*Task prompt*:
Print every entry exactly as it appears, but skip the pictures.

*Referring expression pointing data*:
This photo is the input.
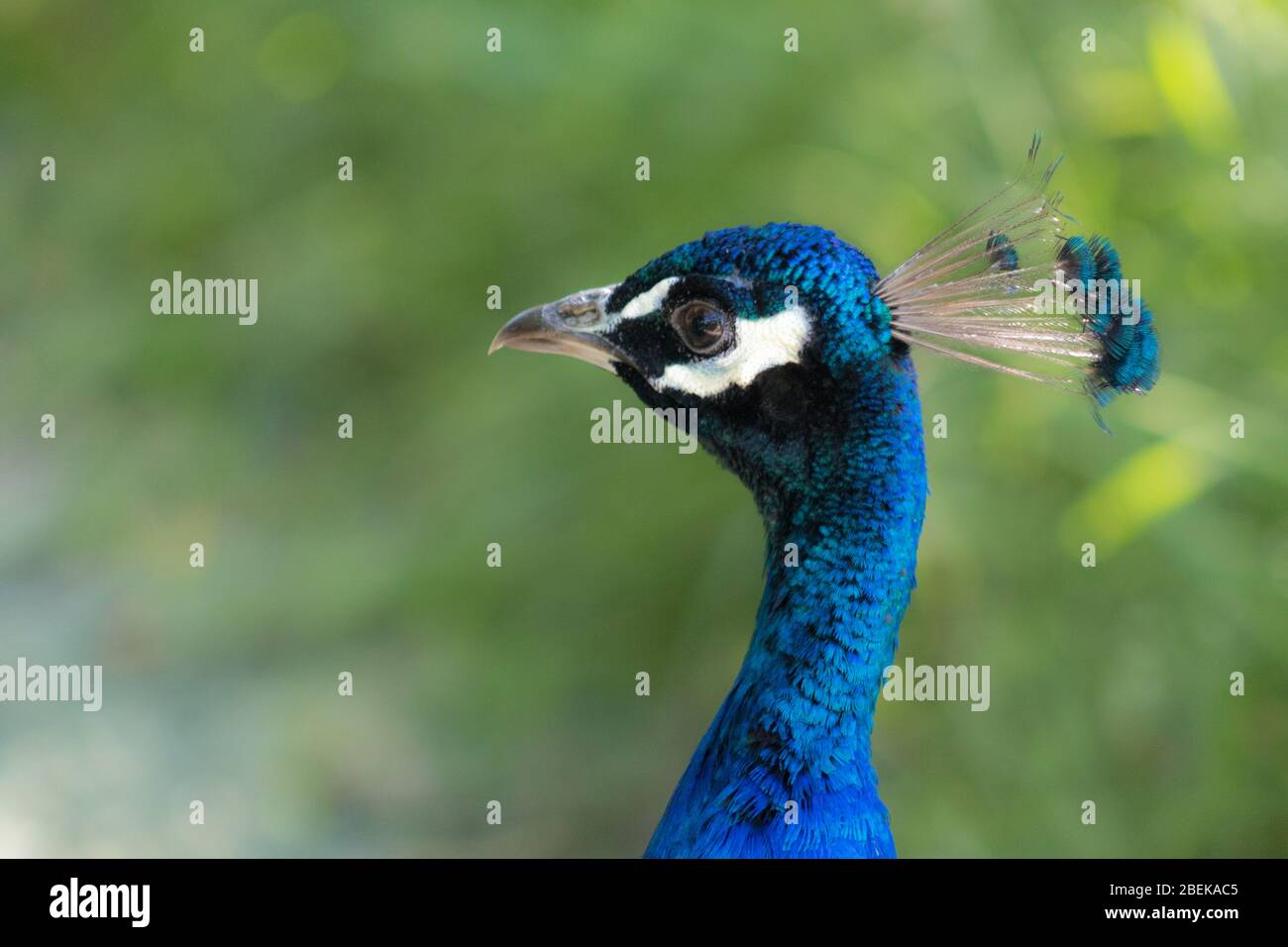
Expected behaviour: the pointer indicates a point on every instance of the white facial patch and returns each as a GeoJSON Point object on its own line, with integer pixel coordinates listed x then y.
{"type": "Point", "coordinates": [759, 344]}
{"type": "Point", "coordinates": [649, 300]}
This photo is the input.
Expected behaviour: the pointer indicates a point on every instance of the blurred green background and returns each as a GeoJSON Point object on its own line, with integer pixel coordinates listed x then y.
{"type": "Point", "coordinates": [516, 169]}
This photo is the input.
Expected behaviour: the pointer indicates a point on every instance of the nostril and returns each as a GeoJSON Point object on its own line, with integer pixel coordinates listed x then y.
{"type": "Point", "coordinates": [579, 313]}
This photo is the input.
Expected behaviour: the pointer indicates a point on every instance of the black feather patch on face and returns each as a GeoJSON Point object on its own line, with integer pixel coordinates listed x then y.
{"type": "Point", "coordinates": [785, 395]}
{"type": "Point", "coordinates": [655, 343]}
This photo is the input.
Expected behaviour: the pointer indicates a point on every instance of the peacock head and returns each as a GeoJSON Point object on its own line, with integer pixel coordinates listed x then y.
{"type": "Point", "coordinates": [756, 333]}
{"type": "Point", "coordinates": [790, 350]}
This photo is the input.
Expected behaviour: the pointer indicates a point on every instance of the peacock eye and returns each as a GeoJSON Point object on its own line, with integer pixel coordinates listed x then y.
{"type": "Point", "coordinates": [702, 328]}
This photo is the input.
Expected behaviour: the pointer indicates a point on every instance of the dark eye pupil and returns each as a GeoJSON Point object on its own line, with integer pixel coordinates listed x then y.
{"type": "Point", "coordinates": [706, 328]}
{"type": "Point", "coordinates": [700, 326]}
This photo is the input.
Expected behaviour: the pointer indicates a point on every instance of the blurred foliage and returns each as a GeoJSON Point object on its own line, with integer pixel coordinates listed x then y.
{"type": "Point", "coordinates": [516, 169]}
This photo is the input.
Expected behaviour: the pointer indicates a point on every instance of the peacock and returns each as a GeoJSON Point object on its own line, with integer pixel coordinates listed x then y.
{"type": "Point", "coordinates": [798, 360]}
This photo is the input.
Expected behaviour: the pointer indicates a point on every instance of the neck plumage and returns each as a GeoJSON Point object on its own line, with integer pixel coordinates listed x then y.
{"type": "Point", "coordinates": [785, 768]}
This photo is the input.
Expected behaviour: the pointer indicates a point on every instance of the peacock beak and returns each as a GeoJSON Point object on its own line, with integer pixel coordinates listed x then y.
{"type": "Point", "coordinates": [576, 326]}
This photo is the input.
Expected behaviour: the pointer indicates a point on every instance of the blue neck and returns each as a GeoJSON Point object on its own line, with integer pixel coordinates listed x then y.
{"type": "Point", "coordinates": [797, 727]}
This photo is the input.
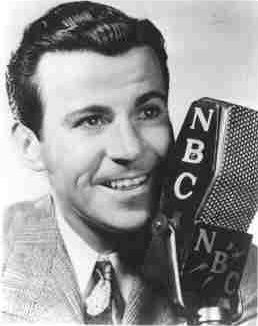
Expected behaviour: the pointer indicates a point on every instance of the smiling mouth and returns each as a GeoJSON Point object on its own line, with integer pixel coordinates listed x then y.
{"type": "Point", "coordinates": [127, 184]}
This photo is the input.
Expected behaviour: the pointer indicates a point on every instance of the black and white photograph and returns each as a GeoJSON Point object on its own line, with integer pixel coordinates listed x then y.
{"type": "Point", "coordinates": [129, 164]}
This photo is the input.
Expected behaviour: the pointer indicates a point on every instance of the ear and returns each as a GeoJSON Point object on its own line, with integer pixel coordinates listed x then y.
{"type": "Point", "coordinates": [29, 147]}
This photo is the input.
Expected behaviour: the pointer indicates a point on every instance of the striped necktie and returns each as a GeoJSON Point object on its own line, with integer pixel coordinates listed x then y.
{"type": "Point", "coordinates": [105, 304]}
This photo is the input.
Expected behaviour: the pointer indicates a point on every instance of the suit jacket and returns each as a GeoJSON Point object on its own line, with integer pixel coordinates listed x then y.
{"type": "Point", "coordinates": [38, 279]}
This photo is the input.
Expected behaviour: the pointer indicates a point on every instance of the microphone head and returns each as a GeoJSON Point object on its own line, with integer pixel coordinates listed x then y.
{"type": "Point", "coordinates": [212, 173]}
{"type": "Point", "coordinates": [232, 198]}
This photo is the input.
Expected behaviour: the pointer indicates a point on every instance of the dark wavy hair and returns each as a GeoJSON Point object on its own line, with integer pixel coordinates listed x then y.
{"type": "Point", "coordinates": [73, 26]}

*Response box*:
This photo is the input.
Expected behaviour: the pointer indicates a point on every instance of the white facial patch and returns each as a GeoJSON Point object on its own line, with integer pixel coordinates listed x then y.
{"type": "Point", "coordinates": [759, 344]}
{"type": "Point", "coordinates": [649, 300]}
This photo is the input.
Expected behaviour: the pointer indicates a point on every instance of the blurred green background and returns each as a GeoJSON Point object on its own line, with integer pixel coordinates listed x then y.
{"type": "Point", "coordinates": [516, 169]}
This photo is the input.
Expected behaviour: the pointer indicates a point on every instance of the nostril and returns each as a GeoJSON Point object on its own line, with integer pixel coordinates listed x then y.
{"type": "Point", "coordinates": [579, 313]}
This photo is the input.
Expected behaviour: the pointer indicates a point on every instance of the black feather patch on face and returns each as a GeoJSON Point object on its own line, with integer pixel coordinates listed x then y.
{"type": "Point", "coordinates": [785, 395]}
{"type": "Point", "coordinates": [655, 343]}
This photo is the input.
Expected behaviour: the pointer indicates a point on every instance of the peacock head and returns each as a GeoJSON Point object on its own line, with integer pixel coordinates listed x then y.
{"type": "Point", "coordinates": [756, 333]}
{"type": "Point", "coordinates": [790, 350]}
This photo is the input.
Expected behaviour: the pointer indicates a point on every instance of the peacock eye and returns each as a GeoJSON Point object on its own line, with integer pixel coordinates listed x then y.
{"type": "Point", "coordinates": [702, 328]}
This photo is the input.
Expected behaviour: the pointer indicates a point on every instance of the dark eye pupil and returns each as a GeoJSON Point object on its own line, with integer pixel coordinates listed x then y.
{"type": "Point", "coordinates": [706, 328]}
{"type": "Point", "coordinates": [700, 326]}
This photo is the input.
Expected behaviour: the pointer indicates a point on every instance of the blurred foliage and returns each as a GeoJSON Point object on its own line, with integer pixel coordinates listed x then y.
{"type": "Point", "coordinates": [516, 169]}
This photo is the input.
Expected behaviour: the pointer indicates a point on every instance of the peacock and returns each as a GeoJSON Point object on its own line, with integer pixel coordinates listed x then y.
{"type": "Point", "coordinates": [798, 360]}
This photo is the input.
Expected behaviour: the pointer indicates a point on every instance of the neck plumage and returns each as a GeoJSON Point object on its own line, with integer pixel coordinates listed x then y.
{"type": "Point", "coordinates": [785, 768]}
This photo is the input.
Expected behaviour: the pointer indicates a point on every instance of the peacock beak and returns each as a GeoJSON Point object on its own line, with integer pixel coordinates listed x then y.
{"type": "Point", "coordinates": [576, 326]}
This photo is the input.
Expected behaviour: the pointer indicates a point on every instance of the blue neck and returns each as a GeoJSON Point object on its own line, with integer pixel coordinates listed x then y.
{"type": "Point", "coordinates": [797, 727]}
This photo is the input.
Expected behaviour: the pointer indicates a point on every instance of the smiling mouth and returns each as a GeoJSON Point object on its own line, with integer pixel coordinates listed x then y.
{"type": "Point", "coordinates": [127, 184]}
This photo is the input.
Expected behaviour: the pointer indicates a point on every instance of the black and white photograph and returns each as a GeoJSON Point object on its own line, with integer pixel coordinates listed x then y.
{"type": "Point", "coordinates": [129, 164]}
This photo is the input.
Expected behaviour: the pointer indicates a point on every instance of the ear and returns each as a GeoJSON Point object on its own line, with integer pixel coordinates listed x then y.
{"type": "Point", "coordinates": [29, 147]}
This photo is the input.
Expected behaviour: the pointer indicates a point on every instance of the striped necktie and returns each as a GeoJSON Point object on its own line, with integer pixel coordinates listed x then y.
{"type": "Point", "coordinates": [105, 304]}
This photo is the input.
Expected behaviour: the pointer indicates a point on every instance of the suit jacket and returns each as a GeoJSON Point object on its own line, with integer pixel coordinates listed x then y.
{"type": "Point", "coordinates": [38, 279]}
This photo is the input.
Expected behaviour: the pointer indicates a point on every instance of the microphone head and returns each as a GeoJSON Point object on its own line, with integer pixel coordinates listed x then y.
{"type": "Point", "coordinates": [212, 173]}
{"type": "Point", "coordinates": [232, 198]}
This photo is the input.
Expected behaviour: the pointer indicates a point on every instance of the dark wavy hair and returns each as a GeoJSON Point object on its own line, with integer pixel coordinates listed x then y.
{"type": "Point", "coordinates": [73, 26]}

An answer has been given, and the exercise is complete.